Referring expression pointing data:
Start of Block

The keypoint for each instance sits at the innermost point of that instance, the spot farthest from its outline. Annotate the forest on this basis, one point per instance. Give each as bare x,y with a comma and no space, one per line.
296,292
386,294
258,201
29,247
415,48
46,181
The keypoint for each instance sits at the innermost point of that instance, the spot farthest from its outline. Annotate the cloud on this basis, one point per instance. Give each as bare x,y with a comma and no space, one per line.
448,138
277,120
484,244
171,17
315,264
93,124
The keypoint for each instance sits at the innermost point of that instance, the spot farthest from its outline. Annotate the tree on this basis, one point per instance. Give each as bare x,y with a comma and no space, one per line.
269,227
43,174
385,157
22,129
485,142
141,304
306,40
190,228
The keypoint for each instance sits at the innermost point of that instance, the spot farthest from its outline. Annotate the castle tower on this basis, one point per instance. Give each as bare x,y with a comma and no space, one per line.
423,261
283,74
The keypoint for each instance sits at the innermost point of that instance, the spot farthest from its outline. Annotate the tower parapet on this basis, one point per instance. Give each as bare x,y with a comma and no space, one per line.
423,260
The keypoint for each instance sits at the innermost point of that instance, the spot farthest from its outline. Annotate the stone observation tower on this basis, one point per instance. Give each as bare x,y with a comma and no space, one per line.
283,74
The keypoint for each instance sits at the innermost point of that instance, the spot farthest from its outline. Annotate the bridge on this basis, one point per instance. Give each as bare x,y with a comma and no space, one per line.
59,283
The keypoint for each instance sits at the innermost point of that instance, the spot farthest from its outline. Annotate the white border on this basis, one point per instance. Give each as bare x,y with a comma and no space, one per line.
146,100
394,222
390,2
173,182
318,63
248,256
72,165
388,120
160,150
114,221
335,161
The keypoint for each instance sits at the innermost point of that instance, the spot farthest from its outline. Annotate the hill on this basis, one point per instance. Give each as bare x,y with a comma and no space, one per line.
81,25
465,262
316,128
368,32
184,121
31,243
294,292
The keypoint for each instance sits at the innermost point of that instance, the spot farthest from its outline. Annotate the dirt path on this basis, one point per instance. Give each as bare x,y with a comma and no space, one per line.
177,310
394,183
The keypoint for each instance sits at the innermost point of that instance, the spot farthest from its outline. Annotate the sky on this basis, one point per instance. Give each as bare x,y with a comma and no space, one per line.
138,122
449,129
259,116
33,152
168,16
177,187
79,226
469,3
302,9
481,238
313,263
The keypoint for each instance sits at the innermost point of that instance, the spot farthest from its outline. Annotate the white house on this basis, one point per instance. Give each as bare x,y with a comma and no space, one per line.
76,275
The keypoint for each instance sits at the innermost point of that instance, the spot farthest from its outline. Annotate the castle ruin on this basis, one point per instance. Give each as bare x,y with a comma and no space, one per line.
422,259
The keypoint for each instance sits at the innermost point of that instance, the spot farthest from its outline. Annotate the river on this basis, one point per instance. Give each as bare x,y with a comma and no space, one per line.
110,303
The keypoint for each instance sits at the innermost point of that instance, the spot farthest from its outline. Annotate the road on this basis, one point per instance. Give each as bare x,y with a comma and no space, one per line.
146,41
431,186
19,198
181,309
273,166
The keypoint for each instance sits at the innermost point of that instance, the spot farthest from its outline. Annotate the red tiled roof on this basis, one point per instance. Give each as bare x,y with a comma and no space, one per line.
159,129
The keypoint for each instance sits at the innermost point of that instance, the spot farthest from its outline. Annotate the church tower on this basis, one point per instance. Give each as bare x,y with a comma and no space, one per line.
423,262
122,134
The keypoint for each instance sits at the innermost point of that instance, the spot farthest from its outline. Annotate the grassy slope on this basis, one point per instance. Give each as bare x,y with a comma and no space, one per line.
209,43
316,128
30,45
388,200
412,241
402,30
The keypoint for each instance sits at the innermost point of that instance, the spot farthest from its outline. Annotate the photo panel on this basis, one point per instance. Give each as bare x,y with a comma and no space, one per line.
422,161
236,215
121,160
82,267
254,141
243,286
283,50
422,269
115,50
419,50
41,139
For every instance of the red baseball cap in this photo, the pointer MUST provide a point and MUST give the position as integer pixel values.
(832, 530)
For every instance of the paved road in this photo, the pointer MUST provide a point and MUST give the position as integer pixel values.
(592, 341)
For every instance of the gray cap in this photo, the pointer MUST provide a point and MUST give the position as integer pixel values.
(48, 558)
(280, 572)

End of Block

WORK TO BE COMPLETED>
For this exercise, set down all of the entries again word for word.

OUTPUT OF THE TASK>
The keypoint for each instance sits at the innermost point of that instance, the spot farthest from its outline. Annotate the forest on this basis, one point per instance. Give each as bare x,y with a comma and no space, one per line.
296,292
386,294
258,201
29,247
415,48
46,181
The keypoint for each instance sits at the innermost point of that instance, the spot farthest from its outline. Annotate the cloud on this basis, one point per instance. Give each as bare x,y with a comma and no space, one per line.
448,138
277,120
484,244
171,17
315,264
93,124
The keypoint for each instance sits at the innermost point of that instance, the spot farthest from its outline. Annotate the tree on this basis, one point per instance. Give each as bare x,y with a comma and no space, one per line.
269,227
43,174
385,157
22,129
485,142
141,304
306,40
190,228
The keypoint for each instance sits at the innermost point of that instance, the spot farthest from its outline. Annotate the castle tower on this basis, one point per instance. Give each as bare x,y with a comma and no space, one per line.
423,261
283,74
The keypoint for each instance sits at the innermost point of that instance, the spot farthest from its outline. Annotate the tower parapet on this basis, one point per instance. Give each as bare x,y with a comma and no space, one per line.
423,260
The keypoint for each instance sits at the innermost point of that instance, the spot farthest from its outline. Annotate the stone observation tower on this basis, one point per instance. Give each as bare x,y with a comma and no space, one per line.
283,74
The keypoint for each instance sits at the innermost point of that instance, the spot farthest from its outline. Annotate the bridge on this basis, one point per instance. Give each as bare x,y with a comma and no space, one per line.
59,283
The keypoint for each instance sits at the innermost point of that instance, the spot farthest from its outline. Annotate the white border on this basis, one point per instance. Give each as bare x,y with a comma and no space, one per line.
146,100
394,222
390,2
173,182
318,63
248,256
72,165
388,120
160,150
114,221
335,161
The keypoint for each instance sits at the innermost point of that instance, the spot farthest from its outline. Annotate the hill on this basis, one point per instance. Give each as bare x,y with a comma and no space, one per line.
81,25
465,262
316,128
368,32
184,121
31,243
294,292
The keypoint for each instance sits at the innermost point of that instance, the spot farthest from its outline. Annotate the dirt path on this basis, one point per instance. Give each as bare x,y with a comma and no space, one per line.
177,310
394,183
The keypoint for each instance sits at the innermost point of that instance, the spot farthest from its outline. Annotate the sky on this basis, one point per instance. Give each as bare x,y with a comma and no space, one per line.
138,122
449,129
259,116
33,152
168,16
177,187
79,226
469,3
302,9
481,238
313,263
The keypoint for each instance sits at the innermost point of that instance, the spot farthest from its outline. Annotate the white house on this basis, one point per instance. Give each as bare x,y with a comma and no space, one per line.
76,275
The keypoint for each instance sits at the innermost point of that instance, the spot farthest from its outline. Annotate the castle ruin on this basis, one point per instance. Give each as bare x,y with a comma and no space, one per line.
422,259
The keypoint for each instance sits at the innermost point of that instance, the spot farthest from its outline. Annotate the river on this basis, one point per instance. Give each as bare x,y with a comma and no space, one per line.
110,303
The keypoint for each instance sits at the innermost point of that instance, the spot farthest from its outline. Annotate the road on this basis, one point per instance. Give each as bare x,y with a comma and no space, one per line.
146,41
431,186
19,198
181,309
273,166
The keypoint for each instance sits at the innermost point of that instance, the spot farthest from its outline. Annotate the red tiled roof on this basis, one point per instance. Give each as bare x,y with a comma and no space, one per line.
159,129
The keypoint for each instance sits at the innermost point of that instance, the spot farthest from its outline. Annotate the church tower on this basis, one point per instance. Give each as bare x,y with a comma and no space, one per line.
423,262
122,134
The keypoint for each instance sits at the innermost point of that instance, the spot farthest from its outline. Annotate the grassy slope on this basis, one point per instance. Give each as bare x,y with a comma and no space, one per line.
209,43
316,128
30,45
388,200
412,241
402,30
The keypoint for each instance sits at the innermost point of that instance, the spot farthest from its outline. Annotate the photo panel on this basis, one point per instance. Give each as bare x,y with a comma and no space, one per line.
422,161
236,215
121,160
82,267
254,141
243,286
283,50
422,269
115,50
419,50
41,139
For every instance of the red baseball cap in this photo, the pointer MUST provide a point and MUST give the position as integer pixel values.
(832, 530)
For every instance of the paved road in this photo, the pointer MUST provide a point and MUST give the position as integer pixel values.
(592, 341)
For every instance of the gray cap in this photo, the pointer MUST provide a point and MUST give the position as integer pixel values.
(48, 558)
(280, 572)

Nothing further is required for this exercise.